Exercise material -
>>>>

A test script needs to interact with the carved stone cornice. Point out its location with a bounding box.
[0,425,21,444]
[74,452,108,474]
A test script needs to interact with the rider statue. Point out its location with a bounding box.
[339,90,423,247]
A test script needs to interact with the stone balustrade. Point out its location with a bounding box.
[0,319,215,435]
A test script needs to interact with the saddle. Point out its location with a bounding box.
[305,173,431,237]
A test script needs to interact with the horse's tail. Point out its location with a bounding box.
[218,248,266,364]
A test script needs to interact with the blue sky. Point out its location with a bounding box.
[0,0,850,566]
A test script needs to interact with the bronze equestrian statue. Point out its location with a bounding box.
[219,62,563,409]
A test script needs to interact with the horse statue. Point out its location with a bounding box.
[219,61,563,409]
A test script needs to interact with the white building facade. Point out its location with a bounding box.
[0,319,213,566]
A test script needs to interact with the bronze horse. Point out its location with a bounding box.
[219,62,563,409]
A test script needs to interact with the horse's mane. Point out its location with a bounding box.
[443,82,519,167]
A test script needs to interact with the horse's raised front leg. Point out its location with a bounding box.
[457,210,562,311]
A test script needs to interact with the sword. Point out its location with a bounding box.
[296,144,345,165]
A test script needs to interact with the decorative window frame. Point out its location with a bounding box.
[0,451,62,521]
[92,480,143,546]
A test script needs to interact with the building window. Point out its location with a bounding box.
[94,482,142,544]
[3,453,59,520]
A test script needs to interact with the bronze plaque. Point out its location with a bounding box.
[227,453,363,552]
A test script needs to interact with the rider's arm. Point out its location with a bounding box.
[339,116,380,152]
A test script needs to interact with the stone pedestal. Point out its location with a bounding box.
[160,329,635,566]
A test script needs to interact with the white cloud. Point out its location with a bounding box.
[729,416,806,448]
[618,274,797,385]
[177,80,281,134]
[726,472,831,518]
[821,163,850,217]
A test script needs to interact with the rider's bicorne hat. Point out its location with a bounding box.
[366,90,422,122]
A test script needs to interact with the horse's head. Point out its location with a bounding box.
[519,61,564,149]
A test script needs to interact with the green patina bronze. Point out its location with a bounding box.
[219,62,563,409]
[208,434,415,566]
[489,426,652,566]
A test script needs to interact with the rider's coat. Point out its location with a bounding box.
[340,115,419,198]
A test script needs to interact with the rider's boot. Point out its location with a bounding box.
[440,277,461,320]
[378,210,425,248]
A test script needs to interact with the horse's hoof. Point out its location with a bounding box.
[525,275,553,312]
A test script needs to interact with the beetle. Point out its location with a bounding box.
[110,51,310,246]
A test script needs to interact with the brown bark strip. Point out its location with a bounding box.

<<<<

Do this - Rewrite every record above, replacing "test script" with "automation script" and leaving everything else unchanged.

Response -
A automation script needs to interact with the carved stone cornice. Point out its location with a bounding box.
[0,425,21,444]
[74,452,108,474]
A automation script needs to interact with the rider statue. Point out its location with a bounding box.
[339,90,423,247]
A automation script needs to interact with the stone balustrade. Point out its location with a bounding box.
[0,319,215,435]
A automation script needs to interact with the saddle. Point out its location with a bounding box.
[305,173,431,237]
A automation script needs to interact with the horse's tail. Point out its location with a bounding box.
[218,248,266,364]
A automation script needs to interact with the blue sky. Point out its location with a bounding box.
[0,0,850,566]
A automation script needs to interact with the bronze equestrian statue. Point out its location with a bounding box.
[219,62,563,409]
A automation script needs to interact with the horse statue. Point out its location with a bounding box.
[219,61,563,409]
A automation script needs to interact with the white building facade. Point out its location with a bounding box.
[0,319,213,566]
A automation script needs to interact with the bronze horse. Point out its location with a bounding box.
[219,62,563,409]
A automation script needs to interact with the horse's mane. Point out its location with a bounding box.
[443,82,519,167]
A automation script needs to interact with the horse's raised front leg. Point out its location with a bounding box.
[457,210,562,311]
A automation script needs to interact with the sword. Point out its location with a bounding box.
[296,144,345,165]
A automation script needs to interact with the decorative window frame. Point out its location with a bounding box.
[0,451,62,521]
[92,480,143,546]
A automation script needs to interact with the building window. Point out its location with a bounding box.
[94,482,142,544]
[3,453,59,520]
A automation script needs to interact with the bronze plaque. Point out its location with a bounding box.
[227,453,363,552]
A automation script needs to interact with the rider's arm. Point out its location with a bounding box.
[339,116,380,152]
A automation script needs to interact with the stone pedestal. Point out its location with a bounding box.
[160,329,635,566]
A automation script needs to interact with the white cloud. Point out its location with a bounding box.
[729,416,806,448]
[618,274,797,385]
[177,80,281,134]
[726,472,831,518]
[821,163,850,217]
A automation script needs to interact with the rider's bicorne hat. Point out its location with a bounding box.
[366,90,422,122]
A automation script needs to interact with the horse's head. Point out its location with a bounding box.
[519,61,564,149]
A automation script needs to interact with the green patina bronze. Point out its location with a bounding box.
[219,62,563,409]
[208,434,415,566]
[489,426,652,566]
A automation script needs to interact with the rider's coat. Point out its location with a bounding box.
[340,115,419,198]
A automation script needs to interact with the rider's boot. Point out its location with a bounding box.
[440,277,461,320]
[378,210,425,248]
A automation script needs to interact with the horse's hoof. Point out its location with a bounding box.
[525,275,553,312]
A automation script needs to interact with the beetle. Point out its location with a bounding box.
[110,51,310,246]
A automation script needs to interact with the brown bark strip. Point out its location with a bounding box.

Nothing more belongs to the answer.